Your goal:
Present the data once more in exactly its original form.

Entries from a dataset
■ ■ ■ ■ ■
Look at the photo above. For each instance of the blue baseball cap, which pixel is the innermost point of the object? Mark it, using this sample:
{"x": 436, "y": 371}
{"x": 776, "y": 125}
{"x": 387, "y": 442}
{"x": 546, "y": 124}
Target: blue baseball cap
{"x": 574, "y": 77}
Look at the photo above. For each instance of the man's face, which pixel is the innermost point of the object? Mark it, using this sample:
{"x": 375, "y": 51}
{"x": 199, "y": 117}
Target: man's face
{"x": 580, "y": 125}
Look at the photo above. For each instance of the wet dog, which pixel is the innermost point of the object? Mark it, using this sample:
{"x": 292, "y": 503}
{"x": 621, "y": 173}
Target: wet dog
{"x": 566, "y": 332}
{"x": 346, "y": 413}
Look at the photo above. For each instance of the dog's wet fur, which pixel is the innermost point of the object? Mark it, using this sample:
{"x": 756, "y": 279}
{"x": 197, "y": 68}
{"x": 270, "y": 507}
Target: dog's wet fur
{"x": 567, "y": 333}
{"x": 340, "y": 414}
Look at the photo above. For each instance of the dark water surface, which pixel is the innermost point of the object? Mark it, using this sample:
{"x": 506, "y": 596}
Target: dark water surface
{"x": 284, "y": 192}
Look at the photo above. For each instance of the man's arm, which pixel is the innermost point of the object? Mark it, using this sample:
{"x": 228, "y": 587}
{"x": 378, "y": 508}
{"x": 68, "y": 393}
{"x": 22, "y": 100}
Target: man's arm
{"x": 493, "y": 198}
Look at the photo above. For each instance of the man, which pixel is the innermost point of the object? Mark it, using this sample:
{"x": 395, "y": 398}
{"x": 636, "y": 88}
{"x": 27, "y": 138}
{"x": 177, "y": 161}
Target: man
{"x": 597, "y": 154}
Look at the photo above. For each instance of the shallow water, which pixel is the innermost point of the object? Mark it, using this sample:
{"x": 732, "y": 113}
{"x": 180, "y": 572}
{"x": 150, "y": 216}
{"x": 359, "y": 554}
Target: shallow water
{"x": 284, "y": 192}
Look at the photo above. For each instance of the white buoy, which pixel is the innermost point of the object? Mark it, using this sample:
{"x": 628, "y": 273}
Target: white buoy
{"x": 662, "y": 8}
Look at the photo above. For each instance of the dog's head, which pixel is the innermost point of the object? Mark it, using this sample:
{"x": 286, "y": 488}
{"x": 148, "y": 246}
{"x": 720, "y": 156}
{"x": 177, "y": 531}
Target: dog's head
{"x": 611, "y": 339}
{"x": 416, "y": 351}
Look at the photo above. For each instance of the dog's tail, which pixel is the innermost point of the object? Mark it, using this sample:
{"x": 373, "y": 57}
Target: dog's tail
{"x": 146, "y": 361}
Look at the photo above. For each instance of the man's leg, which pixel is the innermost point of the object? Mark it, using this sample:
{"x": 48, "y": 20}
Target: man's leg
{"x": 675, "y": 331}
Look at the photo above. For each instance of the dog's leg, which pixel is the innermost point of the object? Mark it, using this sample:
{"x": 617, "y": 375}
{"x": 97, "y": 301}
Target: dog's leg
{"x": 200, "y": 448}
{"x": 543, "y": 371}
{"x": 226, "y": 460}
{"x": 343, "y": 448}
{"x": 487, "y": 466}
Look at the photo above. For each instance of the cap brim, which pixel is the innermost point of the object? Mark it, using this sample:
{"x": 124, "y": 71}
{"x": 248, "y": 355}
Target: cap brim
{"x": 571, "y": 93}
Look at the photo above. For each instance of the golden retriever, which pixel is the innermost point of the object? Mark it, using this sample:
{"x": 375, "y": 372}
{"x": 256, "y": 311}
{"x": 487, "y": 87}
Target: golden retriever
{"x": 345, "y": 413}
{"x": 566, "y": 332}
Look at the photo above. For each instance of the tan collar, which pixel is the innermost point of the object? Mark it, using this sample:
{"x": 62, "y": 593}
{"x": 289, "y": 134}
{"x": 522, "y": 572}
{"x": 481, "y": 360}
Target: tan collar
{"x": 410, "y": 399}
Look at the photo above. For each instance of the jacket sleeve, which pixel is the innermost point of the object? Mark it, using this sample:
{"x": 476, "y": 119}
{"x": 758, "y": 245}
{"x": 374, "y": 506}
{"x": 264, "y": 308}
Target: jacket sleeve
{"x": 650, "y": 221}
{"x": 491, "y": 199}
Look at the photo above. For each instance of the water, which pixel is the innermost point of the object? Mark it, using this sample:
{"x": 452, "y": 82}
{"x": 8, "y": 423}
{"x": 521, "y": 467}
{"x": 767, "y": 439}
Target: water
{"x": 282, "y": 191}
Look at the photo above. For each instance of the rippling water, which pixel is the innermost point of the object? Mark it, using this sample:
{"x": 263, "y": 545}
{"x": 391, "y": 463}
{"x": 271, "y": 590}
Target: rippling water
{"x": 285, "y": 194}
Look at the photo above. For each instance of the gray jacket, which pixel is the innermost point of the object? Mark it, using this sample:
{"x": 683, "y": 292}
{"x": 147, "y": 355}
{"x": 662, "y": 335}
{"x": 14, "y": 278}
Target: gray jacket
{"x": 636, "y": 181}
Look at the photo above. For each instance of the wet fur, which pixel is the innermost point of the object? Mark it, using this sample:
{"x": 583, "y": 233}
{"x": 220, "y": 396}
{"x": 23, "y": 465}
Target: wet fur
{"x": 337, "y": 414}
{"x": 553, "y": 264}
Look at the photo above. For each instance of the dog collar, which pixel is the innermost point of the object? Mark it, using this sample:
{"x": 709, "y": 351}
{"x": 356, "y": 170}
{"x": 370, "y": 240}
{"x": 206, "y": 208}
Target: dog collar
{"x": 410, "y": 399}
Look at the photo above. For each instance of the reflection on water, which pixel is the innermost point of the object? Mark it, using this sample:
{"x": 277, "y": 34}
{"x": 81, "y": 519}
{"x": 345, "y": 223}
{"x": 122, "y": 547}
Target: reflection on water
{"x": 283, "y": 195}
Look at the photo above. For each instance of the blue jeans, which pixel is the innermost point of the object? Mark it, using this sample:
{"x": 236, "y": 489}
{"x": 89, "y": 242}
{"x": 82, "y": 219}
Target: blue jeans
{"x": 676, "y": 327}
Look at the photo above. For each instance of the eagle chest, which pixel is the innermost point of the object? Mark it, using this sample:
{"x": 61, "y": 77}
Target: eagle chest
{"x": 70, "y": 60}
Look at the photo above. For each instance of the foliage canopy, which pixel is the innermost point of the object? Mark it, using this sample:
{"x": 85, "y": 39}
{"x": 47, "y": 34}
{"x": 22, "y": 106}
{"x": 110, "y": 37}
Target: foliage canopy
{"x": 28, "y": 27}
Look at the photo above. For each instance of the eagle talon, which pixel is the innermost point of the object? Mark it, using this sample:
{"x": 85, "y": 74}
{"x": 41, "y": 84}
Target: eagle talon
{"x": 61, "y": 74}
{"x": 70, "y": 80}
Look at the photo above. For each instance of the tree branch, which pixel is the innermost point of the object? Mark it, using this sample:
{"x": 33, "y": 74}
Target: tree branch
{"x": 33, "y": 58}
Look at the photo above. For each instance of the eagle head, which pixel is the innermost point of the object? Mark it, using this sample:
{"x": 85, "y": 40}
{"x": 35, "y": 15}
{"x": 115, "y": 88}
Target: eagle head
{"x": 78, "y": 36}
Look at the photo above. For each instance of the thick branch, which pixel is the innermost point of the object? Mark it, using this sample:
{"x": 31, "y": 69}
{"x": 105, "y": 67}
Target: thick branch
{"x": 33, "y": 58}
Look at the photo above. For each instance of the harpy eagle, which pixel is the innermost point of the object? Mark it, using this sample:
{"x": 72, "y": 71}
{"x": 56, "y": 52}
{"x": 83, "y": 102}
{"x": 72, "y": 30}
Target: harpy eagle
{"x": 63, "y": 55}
■ ■ ■ ■ ■
Task solution:
Look at the photo above. For each instance of the blue baseball cap, which pixel is the innermost point of the object? Mark it, using this sample:
{"x": 436, "y": 371}
{"x": 776, "y": 125}
{"x": 387, "y": 442}
{"x": 546, "y": 124}
Target: blue baseball cap
{"x": 574, "y": 77}
Look at the photo above. For each instance of the man's face, which pixel is the innermost point of the object? Mark it, using this sample:
{"x": 375, "y": 51}
{"x": 199, "y": 117}
Target: man's face
{"x": 580, "y": 125}
Look at the photo above. For each instance of the wet dog, which pixel is the innermost point of the object? Mark it, using this sample:
{"x": 292, "y": 503}
{"x": 621, "y": 173}
Target: wet dog
{"x": 566, "y": 332}
{"x": 346, "y": 413}
Look at the photo above. For each instance of the dog's wet fur, which pixel is the innermost point of the object? Mark it, using this sample:
{"x": 756, "y": 279}
{"x": 197, "y": 68}
{"x": 270, "y": 507}
Target: dog's wet fur
{"x": 567, "y": 333}
{"x": 340, "y": 414}
Look at the photo above. For each instance of the dark water surface, which pixel is the innermost point of the object? Mark it, using this sample:
{"x": 506, "y": 596}
Target: dark water surface
{"x": 284, "y": 192}
Look at the photo above. For each instance of the man's arm, which pixel is the innermost point of the object? Mark it, using this sample:
{"x": 228, "y": 587}
{"x": 378, "y": 508}
{"x": 68, "y": 393}
{"x": 22, "y": 100}
Target: man's arm
{"x": 493, "y": 198}
Look at the photo above. For each instance of the man, which pixel is the innermost point of the object? Mark it, using this sample:
{"x": 395, "y": 398}
{"x": 636, "y": 88}
{"x": 27, "y": 138}
{"x": 177, "y": 161}
Target: man
{"x": 597, "y": 154}
Look at the photo above. For each instance of the shallow water, which pixel is the innermost point of the object? Mark it, using this sample:
{"x": 732, "y": 113}
{"x": 180, "y": 572}
{"x": 150, "y": 216}
{"x": 359, "y": 554}
Target: shallow water
{"x": 284, "y": 192}
Look at the photo above. For each instance of the white buoy, which pixel is the innermost point of the object? Mark it, using this sample:
{"x": 628, "y": 273}
Target: white buoy
{"x": 662, "y": 8}
Look at the photo above. For each instance of the dog's head, which pixel is the innermost point of the object? Mark it, using this sample:
{"x": 286, "y": 488}
{"x": 148, "y": 246}
{"x": 720, "y": 156}
{"x": 177, "y": 531}
Target: dog's head
{"x": 611, "y": 339}
{"x": 416, "y": 351}
Look at the photo above. For each instance of the dog's tail, which pixel is the innermost point of the object? Mark it, using this sample:
{"x": 373, "y": 57}
Target: dog's tail
{"x": 146, "y": 361}
Look at the photo above. For each instance of the man's leg, which pixel is the innermost point of the object? Mark it, using this sample:
{"x": 48, "y": 20}
Target: man's leg
{"x": 675, "y": 331}
Look at the photo above. For each instance of the dog's leg, which pixel is the innermost point of the object? Mark it, using this sample:
{"x": 617, "y": 375}
{"x": 97, "y": 301}
Target: dog's leg
{"x": 200, "y": 448}
{"x": 543, "y": 371}
{"x": 226, "y": 460}
{"x": 343, "y": 448}
{"x": 487, "y": 466}
Look at the photo above. For each instance of the cap brim, which pixel is the innermost point of the object? Mark it, using this sample:
{"x": 124, "y": 71}
{"x": 248, "y": 355}
Target: cap brim
{"x": 571, "y": 93}
Look at the photo above. For each instance of the golden retriever, which pixel is the innermost point of the object? Mark it, using this sample:
{"x": 375, "y": 372}
{"x": 256, "y": 311}
{"x": 487, "y": 87}
Target: golden retriever
{"x": 345, "y": 413}
{"x": 566, "y": 332}
Look at the photo above. For each instance of the tan collar, which pixel is the innermost point of the object? Mark it, using this sample:
{"x": 62, "y": 593}
{"x": 289, "y": 134}
{"x": 522, "y": 572}
{"x": 481, "y": 360}
Target: tan collar
{"x": 410, "y": 399}
Look at the photo above. For each instance of the jacket sleeve, which pixel is the innermost point of the object? Mark it, using this sample:
{"x": 476, "y": 119}
{"x": 758, "y": 245}
{"x": 374, "y": 506}
{"x": 264, "y": 308}
Target: jacket sleeve
{"x": 650, "y": 221}
{"x": 491, "y": 199}
Look at the photo above. For each instance of the water, which pixel is the innermost point of the object? Mark it, using this sample:
{"x": 452, "y": 82}
{"x": 8, "y": 423}
{"x": 521, "y": 467}
{"x": 767, "y": 439}
Target: water
{"x": 282, "y": 191}
Look at the photo above. For each instance of the rippling water, which pixel is the innermost point of the object? Mark it, using this sample:
{"x": 263, "y": 545}
{"x": 391, "y": 463}
{"x": 271, "y": 590}
Target: rippling water
{"x": 285, "y": 194}
Look at the photo above. For each instance of the gray jacket, which pixel is the innermost point of the object? Mark it, using this sample:
{"x": 683, "y": 292}
{"x": 147, "y": 355}
{"x": 662, "y": 335}
{"x": 14, "y": 278}
Target: gray jacket
{"x": 636, "y": 181}
Look at the photo above. For each instance of the wet fur, which pixel is the innermost point of the object? Mark it, using this sample:
{"x": 583, "y": 233}
{"x": 220, "y": 396}
{"x": 23, "y": 465}
Target: wet fur
{"x": 337, "y": 414}
{"x": 553, "y": 264}
Look at the photo above. For each instance of the dog collar, which pixel is the innermost point of the object? Mark it, using this sample:
{"x": 709, "y": 351}
{"x": 356, "y": 170}
{"x": 370, "y": 240}
{"x": 206, "y": 208}
Target: dog collar
{"x": 410, "y": 399}
Look at the photo above. For each instance of the reflection on water, which pixel is the innermost point of the object? Mark it, using this sample:
{"x": 277, "y": 34}
{"x": 81, "y": 519}
{"x": 345, "y": 223}
{"x": 122, "y": 547}
Target: reflection on water
{"x": 283, "y": 195}
Look at the photo above. For each instance of the blue jeans, which pixel is the innermost point of the object? Mark it, using this sample:
{"x": 236, "y": 489}
{"x": 89, "y": 242}
{"x": 82, "y": 219}
Target: blue jeans
{"x": 676, "y": 327}
Look at the photo above. For each instance of the eagle chest, which pixel is the innermost point of the object? Mark it, using this sample:
{"x": 61, "y": 77}
Target: eagle chest
{"x": 70, "y": 60}
Look at the photo above. For each instance of the foliage canopy, which pixel is the innermost point of the object? Mark it, using this sample:
{"x": 85, "y": 39}
{"x": 47, "y": 34}
{"x": 22, "y": 106}
{"x": 110, "y": 37}
Target: foliage canopy
{"x": 28, "y": 27}
Look at the photo above. For each instance of the eagle talon, which pixel is the innermost point of the object? Mark it, using this sample:
{"x": 85, "y": 74}
{"x": 41, "y": 84}
Target: eagle talon
{"x": 61, "y": 74}
{"x": 70, "y": 80}
Look at the photo above. For each instance of the tree branch, which pixel is the innermost point of the object? Mark it, using this sample:
{"x": 33, "y": 74}
Target: tree branch
{"x": 33, "y": 58}
Look at the photo above. For each instance of the eagle head, which pixel is the innermost point of the object? Mark it, using this sample:
{"x": 85, "y": 40}
{"x": 35, "y": 15}
{"x": 115, "y": 88}
Target: eagle head
{"x": 78, "y": 36}
Look at the photo above. For each instance of the thick branch, which pixel is the innermost point of the object? Mark it, using this sample:
{"x": 31, "y": 69}
{"x": 105, "y": 67}
Target: thick branch
{"x": 33, "y": 58}
Look at the photo above. For each instance of the harpy eagle, which pixel is the innermost point of the object? Mark it, using this sample:
{"x": 72, "y": 71}
{"x": 56, "y": 52}
{"x": 83, "y": 102}
{"x": 72, "y": 30}
Target: harpy eagle
{"x": 63, "y": 55}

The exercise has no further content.